• **Given instruction A**: From the compiler write-up, reproduce the passage starting at "Approximately 288 automated" and ending at "demo video :)".
• **Given instruction B**: In one to three sentences, explain what lets some tests in the compiler write-up's test suite check a program's output against expected values.
• **Given instruction C**: According to the compiler write-up, what three parts is the language's runtime split into?

• **Given text**:
The two supported hosts are x86-64 Windows and Linux. And in general, the project is based on cross-platform technologies. The compiler itself runs on .NET. The GNU tools `as` and `ld` are available on Linux and Windows (and many, many other, of course). The language's runtime is implemented in assembly and is split up into three parts: common code, Windows-specific bits, and Linux-specific bits that are responsible for calling Windows API and Linux system functions respectively.

## The test suite

Approximately 288 automated tests make up [the test suite](https://github.com/mykolav/coollang-2020-fs/tree/master/src/Tests). One nice consequence of generating native executables is an automated test can compile a program, run it, and compare the program's output to the expected values. Out of the 288 tests, there are [39 that do exactly that](https://github.com/mykolav/coollang-2020-fs/tree/master/src/Tests/CoolPrograms/Runtime).

## Maybe the only hobby-compiler that has a demo video :)

![A sample compilation session](./compilation-session-demo.gif)

• **Raw data**:
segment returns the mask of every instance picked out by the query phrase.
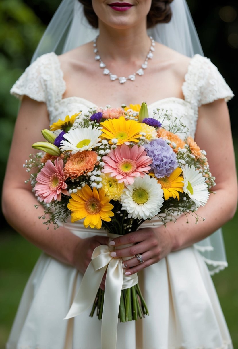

• **Complete answer A**:
Approximately 288 automated tests make up [the test suite](https://github.com/mykolav/coollang-2020-fs/tree/master/src/Tests). One nice consequence of generating native executables is an automated test can compile a program, run it, and compare the program's output to the expected values. Out of the 288 tests, there are [39 that do exactly that](https://github.com/mykolav/coollang-2020-fs/tree/master/src/Tests/CoolPrograms/Runtime).

## Maybe the only hobby-compiler that has a demo video :)

• **Complete answer B**: The compiler generates native executables, so an automated test can compile a program, run it, and compare the program's output to the expected values. The text says 39 of the roughly 288 tests do this.

• **Complete answer C**: Common code, Windows-specific bits, and Linux-specific bits.